Problem requirements
Write the records out once more, exactly as they are given.

-------- The input --------

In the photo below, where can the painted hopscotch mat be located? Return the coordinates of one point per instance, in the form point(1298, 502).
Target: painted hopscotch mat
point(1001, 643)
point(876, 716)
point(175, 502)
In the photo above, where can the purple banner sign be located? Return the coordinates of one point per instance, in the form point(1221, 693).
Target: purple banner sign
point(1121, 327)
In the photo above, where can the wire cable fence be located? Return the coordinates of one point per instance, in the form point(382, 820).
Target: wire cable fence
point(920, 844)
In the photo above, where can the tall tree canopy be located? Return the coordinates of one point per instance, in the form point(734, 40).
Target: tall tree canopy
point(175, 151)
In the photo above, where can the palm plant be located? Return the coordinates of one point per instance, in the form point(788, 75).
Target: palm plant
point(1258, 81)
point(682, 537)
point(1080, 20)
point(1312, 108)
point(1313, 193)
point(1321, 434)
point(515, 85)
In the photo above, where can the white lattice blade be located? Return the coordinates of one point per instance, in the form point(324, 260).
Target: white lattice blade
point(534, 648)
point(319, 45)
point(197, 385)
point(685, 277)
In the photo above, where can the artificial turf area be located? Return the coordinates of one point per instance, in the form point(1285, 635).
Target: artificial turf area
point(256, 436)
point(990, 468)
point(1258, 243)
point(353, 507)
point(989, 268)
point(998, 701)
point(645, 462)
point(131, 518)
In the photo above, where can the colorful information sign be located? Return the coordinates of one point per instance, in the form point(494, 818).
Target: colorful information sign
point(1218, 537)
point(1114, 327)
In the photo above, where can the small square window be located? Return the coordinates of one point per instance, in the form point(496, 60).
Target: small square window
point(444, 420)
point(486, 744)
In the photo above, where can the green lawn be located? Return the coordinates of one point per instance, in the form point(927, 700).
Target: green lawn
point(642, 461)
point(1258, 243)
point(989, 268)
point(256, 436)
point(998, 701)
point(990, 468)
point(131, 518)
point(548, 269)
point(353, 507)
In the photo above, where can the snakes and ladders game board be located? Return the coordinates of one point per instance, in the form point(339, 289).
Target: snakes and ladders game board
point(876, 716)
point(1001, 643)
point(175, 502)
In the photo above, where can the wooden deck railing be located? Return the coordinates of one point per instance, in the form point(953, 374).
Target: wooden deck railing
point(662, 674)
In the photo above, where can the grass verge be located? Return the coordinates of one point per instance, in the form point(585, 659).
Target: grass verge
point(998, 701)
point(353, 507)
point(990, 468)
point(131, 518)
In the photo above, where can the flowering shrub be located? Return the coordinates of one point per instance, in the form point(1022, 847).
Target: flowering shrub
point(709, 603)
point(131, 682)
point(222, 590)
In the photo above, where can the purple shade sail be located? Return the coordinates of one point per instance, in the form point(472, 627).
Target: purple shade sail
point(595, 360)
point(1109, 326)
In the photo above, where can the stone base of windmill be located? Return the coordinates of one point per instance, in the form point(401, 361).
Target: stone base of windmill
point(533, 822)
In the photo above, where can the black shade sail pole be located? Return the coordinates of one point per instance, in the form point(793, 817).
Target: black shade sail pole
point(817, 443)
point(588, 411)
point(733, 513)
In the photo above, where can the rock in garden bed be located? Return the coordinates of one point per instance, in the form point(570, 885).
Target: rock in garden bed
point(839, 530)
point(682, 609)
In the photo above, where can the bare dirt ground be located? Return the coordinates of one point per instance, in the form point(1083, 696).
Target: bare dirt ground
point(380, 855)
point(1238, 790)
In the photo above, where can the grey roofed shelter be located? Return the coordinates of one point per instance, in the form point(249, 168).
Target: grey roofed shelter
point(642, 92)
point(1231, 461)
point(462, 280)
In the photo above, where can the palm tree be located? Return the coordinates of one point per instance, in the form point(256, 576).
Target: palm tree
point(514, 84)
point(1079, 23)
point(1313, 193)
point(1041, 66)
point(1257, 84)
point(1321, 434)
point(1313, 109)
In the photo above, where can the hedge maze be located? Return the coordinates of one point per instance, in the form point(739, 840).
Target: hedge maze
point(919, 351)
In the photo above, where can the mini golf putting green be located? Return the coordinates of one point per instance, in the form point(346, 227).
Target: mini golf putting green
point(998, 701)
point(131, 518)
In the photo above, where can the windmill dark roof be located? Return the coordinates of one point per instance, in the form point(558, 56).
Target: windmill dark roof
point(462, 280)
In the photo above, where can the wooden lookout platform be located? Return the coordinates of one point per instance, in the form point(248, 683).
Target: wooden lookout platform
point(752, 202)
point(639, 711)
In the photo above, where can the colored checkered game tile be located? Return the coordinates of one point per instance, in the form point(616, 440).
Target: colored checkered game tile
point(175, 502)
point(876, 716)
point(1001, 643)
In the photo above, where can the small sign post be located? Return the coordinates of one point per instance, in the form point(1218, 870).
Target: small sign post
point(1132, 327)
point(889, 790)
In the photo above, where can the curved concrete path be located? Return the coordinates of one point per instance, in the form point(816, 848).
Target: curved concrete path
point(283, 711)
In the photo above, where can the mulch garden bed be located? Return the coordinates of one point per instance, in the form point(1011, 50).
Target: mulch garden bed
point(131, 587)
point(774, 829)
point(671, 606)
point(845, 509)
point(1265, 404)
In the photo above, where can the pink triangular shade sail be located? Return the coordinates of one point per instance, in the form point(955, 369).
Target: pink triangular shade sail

--------

Answer section
In the photo below, where can the painted hopscotch mat be located? Return the coordinates of one point per instance, in the form point(1298, 502).
Target: painted hopscotch mat
point(1001, 643)
point(876, 716)
point(175, 502)
In the photo above, where can the purple banner sign be located? Return the coordinates of one point per instance, in the form point(1221, 693).
Target: purple banner sign
point(1121, 327)
In the photo above, where can the wire cable fence be located? Return the coordinates of one point per instance, in the form point(382, 820).
Target: wire cable fence
point(920, 844)
In the photo above, where can the tall tree canopy be located? Return the coordinates of one point per instance, in the form point(734, 40).
Target: tall tree canopy
point(175, 151)
In the photo above, where can the palm plant be located? Return the coordinates of one point per instance, in the form point(788, 75).
Target: palm plant
point(1258, 81)
point(682, 537)
point(1080, 20)
point(1312, 108)
point(1313, 193)
point(1321, 434)
point(515, 85)
In the photo above, where can the white lattice blade be located? Return the coordinates of one point per instance, in the form point(324, 260).
Target: white lattice blade
point(534, 648)
point(319, 45)
point(197, 385)
point(685, 277)
In the photo above, where can the artificial turf area be located? Return the coordinates of one point per instance, in the form point(1285, 635).
Target: artificial turf area
point(256, 436)
point(990, 468)
point(1258, 243)
point(353, 507)
point(989, 268)
point(998, 701)
point(645, 462)
point(131, 518)
In the photo above, where can the colorful information sign be located? Return the coordinates of one point per instance, in the form point(494, 818).
Target: colorful information sign
point(1218, 537)
point(1114, 327)
In the photo above, where can the small square window be located? Return the coordinates of one point per instance, in the form point(496, 60).
Target: small square window
point(444, 420)
point(486, 744)
In the photo above, where can the green lawn be located? Return the coordinates of one point per instance, in the form point(927, 700).
Target: green lawn
point(642, 461)
point(1258, 243)
point(989, 268)
point(256, 436)
point(998, 701)
point(990, 468)
point(131, 518)
point(548, 269)
point(353, 507)
In the photo above, where can the snakes and ladders game board be located? Return the coordinates of one point per instance, in the form point(339, 289).
Target: snakes and ladders game board
point(876, 716)
point(1001, 643)
point(175, 502)
In the photo above, where can the wooden deck railing be located? Return the coordinates of one point per instance, in the form point(953, 374).
Target: wooden deck railing
point(662, 674)
In the photo above, where can the grass verge be located? Return the coordinates of one point per instance, in the form point(585, 659).
Target: grass verge
point(998, 701)
point(353, 507)
point(990, 468)
point(131, 518)
In the photo above, where can the flowering shrub be located? Return the coordinates of one point per instance, in the form point(1022, 847).
Target: flowering shrub
point(709, 603)
point(131, 682)
point(222, 590)
In the photo above, where can the purple shade sail be located? Return the coordinates of one point per instance, in the form point(472, 627).
Target: purple shade sail
point(595, 360)
point(1109, 326)
In the photo above, where can the stone base of windmill be located? Return the coordinates of one point per instance, in the form point(401, 361).
Target: stone base of windmill
point(533, 822)
In the photo above, where can the black shade sail pole be located? Return the coordinates of one point per instance, in the form point(793, 817).
Target: black shade sail pole
point(817, 443)
point(588, 411)
point(733, 513)
In the photo above, where can the rock in garden bed be located? Return the coordinates of one point per instance, in the form point(570, 885).
Target: rock in garden bed
point(839, 530)
point(682, 609)
In the photo above, where can the bare dirt ground be located? Return the coordinates of one point per instance, in the form point(1083, 696).
Target: bare dirt ground
point(380, 855)
point(1238, 790)
In the photo above, where can the grey roofed shelter be located? Return the coordinates of one point per instance, in the form point(249, 168).
Target: grey roofed shelter
point(642, 92)
point(1231, 461)
point(462, 280)
In the photo above, where can the palm tree be located? Return the coordinates of one point per instance, in the form point(256, 576).
Target: palm tree
point(514, 84)
point(1079, 23)
point(1313, 193)
point(1041, 66)
point(1257, 84)
point(1321, 434)
point(1313, 109)
In the photo above, where can the hedge maze be located? Return the coordinates of one point per instance, in the form point(739, 840).
Target: hedge maze
point(919, 351)
In the photo above, where can the mini golf putting green be located? Return the coordinates of one point per instance, in the form point(346, 227).
Target: mini golf putting green
point(998, 701)
point(131, 518)
In the photo above, where can the windmill dark roof be located? Return the coordinates of one point per instance, in the form point(558, 56).
Target: windmill dark roof
point(462, 280)
In the photo above, where can the wooden lookout platform be located? Return the coordinates of one point per instance, in the form point(248, 683).
Target: wooden lookout platform
point(752, 202)
point(639, 711)
In the photo above, where can the colored checkered game tile be located? Return the coordinates of one point per instance, in the form point(616, 440).
Target: colored checkered game tile
point(175, 502)
point(876, 716)
point(1001, 643)
In the photo above, where can the small sign post be located? Return the coordinates of one point per instance, in the form point(1218, 870).
Target: small sign post
point(1132, 327)
point(889, 790)
In the photo above, where can the curved concrete path be located? Return the coordinates of one point per instance, in the form point(816, 848).
Target: curved concrete path
point(283, 711)
In the photo above, where can the mulch garden bed be located? Return the coordinates of one point per instance, in the form point(1011, 50).
Target: mulch garden bed
point(131, 587)
point(774, 829)
point(671, 606)
point(845, 509)
point(1265, 404)
In the photo above, where can the pink triangular shade sail be located? Return the coordinates of one point per instance, in the form point(955, 369).
Target: pink triangular shade sail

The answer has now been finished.